Lo psichiatra austriaco Bruno Bettelheim disse: «Datemi i primi sette anni e tenetevi tutto il resto!». È nell’infanzia che si creano i mostri?
Certo, l’infanzia è il periodo in cui si costruisce la personalità di un individuo. Non a caso si dice che chi subisce violenze da bambino tende a ripeterle. Non è sempre così, per fortuna. Però è indubbio che se cresci respirando violenza, impari in qualche modo che quella è una forma di rapporto con gli altri. Quello che viviamo condiziona la nostra personalità.

In questa raccolta di storie inquietanti, come hai proceduto alla selezione?
Ho cercato storie esemplificative di momenti storici, provenienze, sia culturali che economiche, differenti. Il fil rouge è quello che dicevamo: una totale mancanza di empatia verso il resto degli esseri umani.

Tra le dieci storie che racconti, alcuni di loro torneranno mai in libertà?
Dipende dalla condanna, il nostro sistema giudiziario si basa sull’articolo 27 della Costituzione, il quale prevede che la pena debba essere votata non solo alla punizione ma anche al reinserimento. Persino l’ergastolo prevede che una persona, se ha rispettato certe regole, dopo un po’ possa usufruire dei benefici di legge. Che non vuol dire tornare libero, ma magari lavorare fuori dal carcere e avere permessi premio. Prima o poi torneranno liberi.

Credi che, dopo quello che hanno compiuto, sia sicuro?
Questo lo giudicano i giudici di sorveglianza e gli psichiatri quando concedono i benefici. Però il nostro sistema prevede che ci sia questo percorso. O almeno ci dovrebbe essere, che permetta una evoluzione a queste persone per essere nelle condizioni di non ripetere un delitto. Ma è anche vero che il sistema carcerario non ha gli strumenti per renderlo possibile.

C’è un caso in particolare che ti ha colpito più di altri?
Un caso in cui non c’è un omicidio, compiuto da quella che chiamiamo “la coppia dell’acido”. Questo desiderio, oltre a utilizzare l’acido che è una forma di ferocia assoluta per dolore fisico e psicologico, di cancellare e purificare il passato mi ha impressionato. Quando non trovarono la vittima tornarono il giorno dopo, senza nessun ripensamento, e la colpirono. Questo bisogno di fare del male a tutti i costi per sentirsi bene è quello che più mi ha colpito.

Credi che trasmissioni del pomeriggio, o in altri casi ma condotte da persone non esperte, possano travisare e rendere confusa l’analisi di certi casi?
__________________________________________________
◆ **Compiti**
1. Riscrivi il passo dell'intervista sulle storie criminali da «C’è un caso» a «mi ha colpito.», mettendo «assassinio» al posto di «omicidio».
2. Prosegui l'intervista sulle storie criminali dopo l'ultima domanda riportata.
Le voci non sono necessarie.
__________________________________________________
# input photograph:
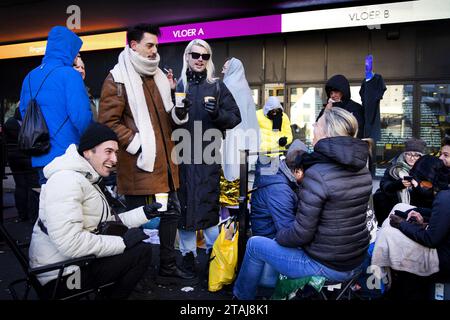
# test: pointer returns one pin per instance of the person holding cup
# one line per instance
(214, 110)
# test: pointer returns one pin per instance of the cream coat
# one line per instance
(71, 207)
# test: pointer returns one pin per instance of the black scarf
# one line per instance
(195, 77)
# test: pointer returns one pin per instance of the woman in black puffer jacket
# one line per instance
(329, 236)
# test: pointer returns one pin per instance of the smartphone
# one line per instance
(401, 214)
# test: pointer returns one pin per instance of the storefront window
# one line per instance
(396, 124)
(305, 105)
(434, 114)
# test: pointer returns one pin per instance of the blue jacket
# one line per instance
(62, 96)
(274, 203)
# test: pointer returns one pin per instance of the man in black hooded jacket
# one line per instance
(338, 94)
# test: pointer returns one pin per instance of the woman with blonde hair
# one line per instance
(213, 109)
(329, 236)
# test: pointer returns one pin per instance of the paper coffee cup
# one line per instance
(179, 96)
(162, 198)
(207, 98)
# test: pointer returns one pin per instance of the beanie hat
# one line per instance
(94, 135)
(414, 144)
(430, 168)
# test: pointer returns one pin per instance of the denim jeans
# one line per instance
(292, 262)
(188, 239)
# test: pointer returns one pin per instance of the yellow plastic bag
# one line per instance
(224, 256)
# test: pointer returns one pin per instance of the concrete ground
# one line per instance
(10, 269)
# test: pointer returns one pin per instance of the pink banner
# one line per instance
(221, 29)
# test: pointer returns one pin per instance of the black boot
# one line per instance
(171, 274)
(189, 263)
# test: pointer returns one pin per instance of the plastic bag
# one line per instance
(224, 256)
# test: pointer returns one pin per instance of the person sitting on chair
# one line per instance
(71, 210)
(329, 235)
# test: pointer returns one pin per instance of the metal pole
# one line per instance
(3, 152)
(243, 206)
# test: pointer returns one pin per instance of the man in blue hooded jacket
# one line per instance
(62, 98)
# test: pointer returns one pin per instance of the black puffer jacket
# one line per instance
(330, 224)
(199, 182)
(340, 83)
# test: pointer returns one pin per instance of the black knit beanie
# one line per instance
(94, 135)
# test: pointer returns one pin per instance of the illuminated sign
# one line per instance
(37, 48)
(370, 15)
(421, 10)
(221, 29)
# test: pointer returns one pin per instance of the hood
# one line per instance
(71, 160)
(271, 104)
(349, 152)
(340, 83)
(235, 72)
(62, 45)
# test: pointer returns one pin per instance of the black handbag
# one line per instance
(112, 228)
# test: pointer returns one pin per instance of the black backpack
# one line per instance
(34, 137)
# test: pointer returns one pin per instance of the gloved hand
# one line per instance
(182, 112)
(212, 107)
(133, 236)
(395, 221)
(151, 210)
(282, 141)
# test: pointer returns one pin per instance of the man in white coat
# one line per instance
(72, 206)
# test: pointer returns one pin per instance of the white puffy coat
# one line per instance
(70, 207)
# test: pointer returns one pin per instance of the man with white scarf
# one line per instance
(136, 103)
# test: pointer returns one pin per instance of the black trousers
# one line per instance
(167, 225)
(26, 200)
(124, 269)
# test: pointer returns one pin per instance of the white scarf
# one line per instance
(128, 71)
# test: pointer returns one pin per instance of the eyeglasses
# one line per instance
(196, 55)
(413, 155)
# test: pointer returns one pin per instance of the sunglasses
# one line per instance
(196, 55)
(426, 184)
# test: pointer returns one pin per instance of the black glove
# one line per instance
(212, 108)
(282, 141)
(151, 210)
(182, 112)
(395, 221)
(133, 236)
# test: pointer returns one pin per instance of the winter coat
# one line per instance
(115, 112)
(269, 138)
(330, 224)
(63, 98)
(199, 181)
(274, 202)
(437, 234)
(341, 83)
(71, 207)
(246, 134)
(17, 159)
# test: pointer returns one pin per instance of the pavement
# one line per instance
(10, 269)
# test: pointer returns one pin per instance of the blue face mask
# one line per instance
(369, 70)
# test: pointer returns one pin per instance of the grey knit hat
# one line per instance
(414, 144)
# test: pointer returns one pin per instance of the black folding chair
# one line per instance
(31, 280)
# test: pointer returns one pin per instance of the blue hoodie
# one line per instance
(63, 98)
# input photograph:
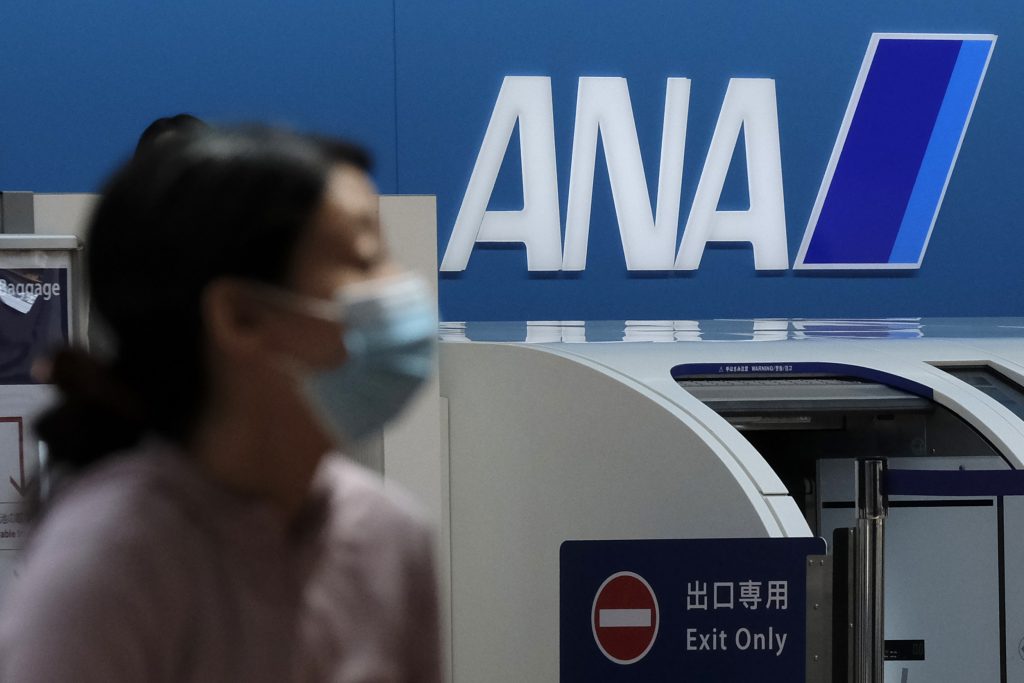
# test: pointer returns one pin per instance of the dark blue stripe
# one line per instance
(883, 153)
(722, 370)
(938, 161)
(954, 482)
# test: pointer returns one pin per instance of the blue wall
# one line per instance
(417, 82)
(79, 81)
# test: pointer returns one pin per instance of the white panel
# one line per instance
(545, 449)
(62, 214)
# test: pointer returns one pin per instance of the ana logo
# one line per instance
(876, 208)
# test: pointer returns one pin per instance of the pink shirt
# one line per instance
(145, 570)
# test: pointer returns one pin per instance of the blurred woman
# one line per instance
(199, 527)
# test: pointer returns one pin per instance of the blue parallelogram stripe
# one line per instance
__________________________________________________
◆ **Soluzioni degli esercizi**
1.
C’è un caso in particolare che ti ha colpito più di altri?
Un caso in cui non c’è un assassinio, compiuto da quella che chiamiamo “la coppia dell’acido”. Questo desiderio, oltre a utilizzare l’acido che è una forma di ferocia assoluta per dolore fisico e psicologico, di cancellare e purificare il passato mi ha impressionato. Quando non trovarono la vittima tornarono il giorno dopo, senza nessun ripensamento, e la colpirono. Questo bisogno di fare del male a tutti i costi per sentirsi bene è quello che più mi ha colpito.

2.
Non è quello. è che il racconto della cronaca è diventato spettacolare. Storie nelle quali i protagonisti diventavano di uno show, da Avetrana a Garlasco. Il rischio esemplificazione non direi, più che altro di prendere vie laterali, concentrandosi su cose che non contano nulla con i fatti inseguendo aspetti più spettacolari, senza dire morbosi. Più emotivi ed emozionali, mentre un fatto di cronaca ha già emozioni in sé, tra emozione e paura.

All’estero i casi di cronaca nera vengono trattati in modo diverso rispetto all’Italia o c’è la stessa morbosità?
Basta aprire i tabloid britannici o certe trasmissioni americane per accorgersi che è così ovunque. L’Italia non credo sia peggio di altri paesi. È un atteggiamento abbastanza universale. Da noi però la data spartiacque è quella del delitto di Cogne. Da quel momento in poi c’è stata una rincorsa anche da parte di trasmissioni che prima si occupavano di altro.

Sei mai stato toccato da tanto “male” che hai raccontato, fino ad arrivare a pensare di doverne prendere le distanze?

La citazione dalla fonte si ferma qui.